** start **

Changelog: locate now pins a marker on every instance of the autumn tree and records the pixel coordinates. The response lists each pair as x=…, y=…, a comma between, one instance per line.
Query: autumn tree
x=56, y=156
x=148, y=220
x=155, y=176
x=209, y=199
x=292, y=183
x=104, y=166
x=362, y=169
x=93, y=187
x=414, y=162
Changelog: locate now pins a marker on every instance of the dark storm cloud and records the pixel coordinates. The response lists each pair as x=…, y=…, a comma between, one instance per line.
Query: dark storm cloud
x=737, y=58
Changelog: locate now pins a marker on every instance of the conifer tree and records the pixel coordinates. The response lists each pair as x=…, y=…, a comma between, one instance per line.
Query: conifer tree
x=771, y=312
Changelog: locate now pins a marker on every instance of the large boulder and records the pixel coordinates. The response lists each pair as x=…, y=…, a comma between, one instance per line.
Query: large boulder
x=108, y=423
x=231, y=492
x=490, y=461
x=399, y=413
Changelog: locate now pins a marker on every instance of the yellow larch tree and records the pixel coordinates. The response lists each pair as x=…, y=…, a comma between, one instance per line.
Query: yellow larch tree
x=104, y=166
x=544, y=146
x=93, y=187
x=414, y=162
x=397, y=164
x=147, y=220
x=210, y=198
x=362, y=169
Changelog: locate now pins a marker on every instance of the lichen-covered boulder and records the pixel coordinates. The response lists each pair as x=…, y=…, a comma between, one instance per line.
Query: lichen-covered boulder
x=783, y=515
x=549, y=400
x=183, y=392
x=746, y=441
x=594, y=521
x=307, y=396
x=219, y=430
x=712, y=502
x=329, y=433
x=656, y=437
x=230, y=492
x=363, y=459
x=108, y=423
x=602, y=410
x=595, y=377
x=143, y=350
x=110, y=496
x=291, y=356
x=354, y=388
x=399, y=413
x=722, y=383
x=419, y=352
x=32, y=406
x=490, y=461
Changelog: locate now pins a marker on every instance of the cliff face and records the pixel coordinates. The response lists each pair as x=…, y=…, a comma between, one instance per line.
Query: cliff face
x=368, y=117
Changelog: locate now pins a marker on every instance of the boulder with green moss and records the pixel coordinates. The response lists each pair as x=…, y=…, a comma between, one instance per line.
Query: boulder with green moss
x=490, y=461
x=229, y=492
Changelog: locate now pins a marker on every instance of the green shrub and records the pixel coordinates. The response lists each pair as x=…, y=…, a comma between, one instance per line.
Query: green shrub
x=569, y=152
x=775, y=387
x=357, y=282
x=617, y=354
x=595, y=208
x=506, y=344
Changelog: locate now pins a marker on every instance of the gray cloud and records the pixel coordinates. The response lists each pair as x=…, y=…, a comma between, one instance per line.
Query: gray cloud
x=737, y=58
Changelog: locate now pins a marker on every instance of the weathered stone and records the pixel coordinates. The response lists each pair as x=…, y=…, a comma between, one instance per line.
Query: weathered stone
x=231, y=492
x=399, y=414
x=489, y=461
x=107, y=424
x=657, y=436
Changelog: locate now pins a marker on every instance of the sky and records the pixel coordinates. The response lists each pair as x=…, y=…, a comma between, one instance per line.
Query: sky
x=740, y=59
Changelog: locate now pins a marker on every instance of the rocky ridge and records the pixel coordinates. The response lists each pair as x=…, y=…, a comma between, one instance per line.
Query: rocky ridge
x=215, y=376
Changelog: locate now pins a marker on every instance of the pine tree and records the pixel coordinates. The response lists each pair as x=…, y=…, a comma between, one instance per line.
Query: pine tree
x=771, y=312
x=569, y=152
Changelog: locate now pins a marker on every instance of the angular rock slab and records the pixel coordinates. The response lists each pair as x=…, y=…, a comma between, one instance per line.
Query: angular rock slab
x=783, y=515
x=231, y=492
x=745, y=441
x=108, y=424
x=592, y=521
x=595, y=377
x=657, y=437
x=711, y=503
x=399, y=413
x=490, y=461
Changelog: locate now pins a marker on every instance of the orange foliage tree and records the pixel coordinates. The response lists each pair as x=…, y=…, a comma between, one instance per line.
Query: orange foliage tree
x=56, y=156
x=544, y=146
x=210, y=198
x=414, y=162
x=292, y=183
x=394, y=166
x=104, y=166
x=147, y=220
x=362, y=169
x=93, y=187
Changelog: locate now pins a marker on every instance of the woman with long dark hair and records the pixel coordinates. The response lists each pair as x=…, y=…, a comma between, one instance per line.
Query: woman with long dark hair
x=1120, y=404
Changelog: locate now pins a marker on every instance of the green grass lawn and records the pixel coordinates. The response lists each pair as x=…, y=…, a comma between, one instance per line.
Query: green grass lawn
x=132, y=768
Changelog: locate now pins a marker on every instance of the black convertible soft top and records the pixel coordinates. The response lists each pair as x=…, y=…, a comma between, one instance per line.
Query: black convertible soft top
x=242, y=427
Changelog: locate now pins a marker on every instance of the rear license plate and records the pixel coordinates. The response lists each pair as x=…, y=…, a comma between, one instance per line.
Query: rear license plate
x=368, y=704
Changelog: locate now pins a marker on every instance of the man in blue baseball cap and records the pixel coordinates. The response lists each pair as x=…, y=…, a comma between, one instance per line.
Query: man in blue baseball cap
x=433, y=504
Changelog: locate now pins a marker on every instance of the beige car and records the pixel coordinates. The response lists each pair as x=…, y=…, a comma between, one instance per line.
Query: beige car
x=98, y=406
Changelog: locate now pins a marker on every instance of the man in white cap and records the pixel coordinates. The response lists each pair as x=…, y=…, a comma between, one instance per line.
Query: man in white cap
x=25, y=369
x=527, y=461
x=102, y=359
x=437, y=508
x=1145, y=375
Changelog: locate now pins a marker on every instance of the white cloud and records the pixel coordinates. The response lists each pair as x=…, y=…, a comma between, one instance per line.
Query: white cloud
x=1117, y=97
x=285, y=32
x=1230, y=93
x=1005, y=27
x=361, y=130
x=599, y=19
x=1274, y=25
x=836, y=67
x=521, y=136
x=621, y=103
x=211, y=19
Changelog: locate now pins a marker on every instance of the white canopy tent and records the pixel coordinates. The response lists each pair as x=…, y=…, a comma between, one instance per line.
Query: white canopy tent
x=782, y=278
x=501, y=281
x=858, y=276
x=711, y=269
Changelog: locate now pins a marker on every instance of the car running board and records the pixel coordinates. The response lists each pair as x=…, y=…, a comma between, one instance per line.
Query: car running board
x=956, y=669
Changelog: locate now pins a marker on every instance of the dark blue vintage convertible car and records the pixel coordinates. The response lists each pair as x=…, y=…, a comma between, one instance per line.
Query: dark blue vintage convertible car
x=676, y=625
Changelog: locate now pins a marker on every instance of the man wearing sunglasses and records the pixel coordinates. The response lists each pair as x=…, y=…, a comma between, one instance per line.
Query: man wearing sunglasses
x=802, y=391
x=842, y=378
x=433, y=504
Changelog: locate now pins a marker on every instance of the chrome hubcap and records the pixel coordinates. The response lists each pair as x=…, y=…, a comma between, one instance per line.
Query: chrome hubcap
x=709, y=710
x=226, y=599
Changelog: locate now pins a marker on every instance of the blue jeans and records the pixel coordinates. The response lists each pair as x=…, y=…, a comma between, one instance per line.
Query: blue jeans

** end **

- _TASK INSTRUCTIONS_
Give the items from the line containing "of the black" through the line containing "x=1145, y=375" as a JSON list of strings, one string per line, with blank lines omitted.

- _OUTPUT BELOW_
[
  "Changelog: locate now pins a marker on every instance of the black convertible soft top and records the pixel coordinates. The response lists each pair as x=…, y=…, a comma between, one instance per line.",
  "Query: black convertible soft top",
  "x=242, y=427",
  "Changelog: locate now pins a marker on every instance of the rear license plate and records the pixel coordinates. The response lists each pair as x=…, y=…, a comma between, one instance per line.",
  "Query: rear license plate",
  "x=368, y=704",
  "Changelog: locate now pins a marker on every instance of the man in blue baseball cap and records the pixel coordinates. The response lists each pair as x=…, y=…, a comma between, one instance per line.",
  "Query: man in blue baseball cap",
  "x=433, y=504",
  "Changelog: locate now pins a marker on every instance of the beige car and records the pixel coordinates. The response lists each pair as x=…, y=…, a comma between, one instance per line.",
  "Query: beige car",
  "x=98, y=406",
  "Changelog: locate now pins a marker on every instance of the man in white cap and records the pixel coordinates. The response lists each pair as x=…, y=…, a comma between, one instance per line.",
  "Query: man in white cap",
  "x=25, y=369",
  "x=527, y=461",
  "x=102, y=359",
  "x=437, y=508",
  "x=1145, y=375"
]